* **TASK REQUIREMENTS**
Can you repeat the items from the first one through the line holding "[191, 395, 257, 418]", inclusive, swapping "beige shirt" for "tan shirt" and leaving everything else unchanged?

——

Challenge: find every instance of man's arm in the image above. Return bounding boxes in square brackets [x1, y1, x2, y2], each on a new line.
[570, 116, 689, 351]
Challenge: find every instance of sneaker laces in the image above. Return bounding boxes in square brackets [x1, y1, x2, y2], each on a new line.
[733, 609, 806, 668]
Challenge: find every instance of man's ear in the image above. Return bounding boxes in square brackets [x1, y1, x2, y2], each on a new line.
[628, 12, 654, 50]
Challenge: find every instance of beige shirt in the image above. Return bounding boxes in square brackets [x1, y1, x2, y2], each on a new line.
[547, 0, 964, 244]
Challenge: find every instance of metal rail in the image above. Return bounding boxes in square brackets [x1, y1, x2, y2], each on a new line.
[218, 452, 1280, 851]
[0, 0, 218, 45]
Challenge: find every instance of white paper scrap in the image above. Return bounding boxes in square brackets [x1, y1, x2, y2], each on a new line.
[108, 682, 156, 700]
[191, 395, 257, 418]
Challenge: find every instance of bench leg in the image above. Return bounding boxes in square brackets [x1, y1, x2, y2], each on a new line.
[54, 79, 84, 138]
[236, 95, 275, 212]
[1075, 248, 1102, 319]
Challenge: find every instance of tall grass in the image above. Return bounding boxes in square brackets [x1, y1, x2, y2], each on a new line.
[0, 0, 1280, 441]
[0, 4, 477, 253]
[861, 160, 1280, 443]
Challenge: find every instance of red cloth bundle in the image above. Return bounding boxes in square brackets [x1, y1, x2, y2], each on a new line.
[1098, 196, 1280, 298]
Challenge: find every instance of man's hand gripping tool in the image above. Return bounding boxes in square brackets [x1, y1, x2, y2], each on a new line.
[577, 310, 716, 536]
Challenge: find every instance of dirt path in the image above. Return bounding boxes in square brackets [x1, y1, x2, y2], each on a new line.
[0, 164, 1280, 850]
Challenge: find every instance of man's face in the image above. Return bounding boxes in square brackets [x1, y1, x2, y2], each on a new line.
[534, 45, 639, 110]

——

* **TASK ANSWER**
Challenge: find every instance of man's arm in the image above. Return bounding boxes in square brackets [x1, y1, x2, y2], each on a new line.
[570, 116, 689, 351]
Challenge: find every instance of sneaker laces in the image above. Return bounding boxes in square brackets [x1, y1, x2, y2], each on a new line.
[733, 609, 806, 668]
Challenge: find every instance of man's ear in the image above. Return bounding boxes in square brackets [x1, y1, x2, y2], each on a new line.
[628, 12, 654, 50]
Challenge: find every instance of tan shirt in the image above. Return bounding boxes in square brackets [x1, y1, x2, y2], each on a new line.
[547, 0, 964, 244]
Challenge: find every instance of metal rail in the image above. Return bounding boxes in square brackets [x1, y1, x2, y2], each on a new line.
[218, 452, 1280, 851]
[0, 0, 218, 45]
Challenge: find every instance of white paper scrap in the image above. Return bounding boxes in square brackets [x1, y1, x2, y2], each on a new line.
[108, 682, 156, 700]
[191, 395, 257, 418]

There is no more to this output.